EXERCISE INSTRUCTIONS — Reproduce each of the items below word for word, one after another.

━━━━

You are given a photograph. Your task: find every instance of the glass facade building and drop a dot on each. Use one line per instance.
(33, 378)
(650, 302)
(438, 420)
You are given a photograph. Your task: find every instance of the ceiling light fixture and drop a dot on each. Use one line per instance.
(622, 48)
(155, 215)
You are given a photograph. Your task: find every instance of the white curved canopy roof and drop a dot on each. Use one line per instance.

━━━━

ANSWER FOR THIS EXERCISE —
You are given a photograph. Your task: find every instance of the glass facade building and drop a dot on each. Use one line per instance.
(33, 378)
(650, 302)
(438, 420)
You are given a photograph. Your task: find every instance of the ceiling light fixture and drop a dot on each. Use one line per instance.
(622, 48)
(155, 215)
You are given a photograph. Your task: find every instance of the white curved canopy roof and drop a dot on each. Use one line per instance.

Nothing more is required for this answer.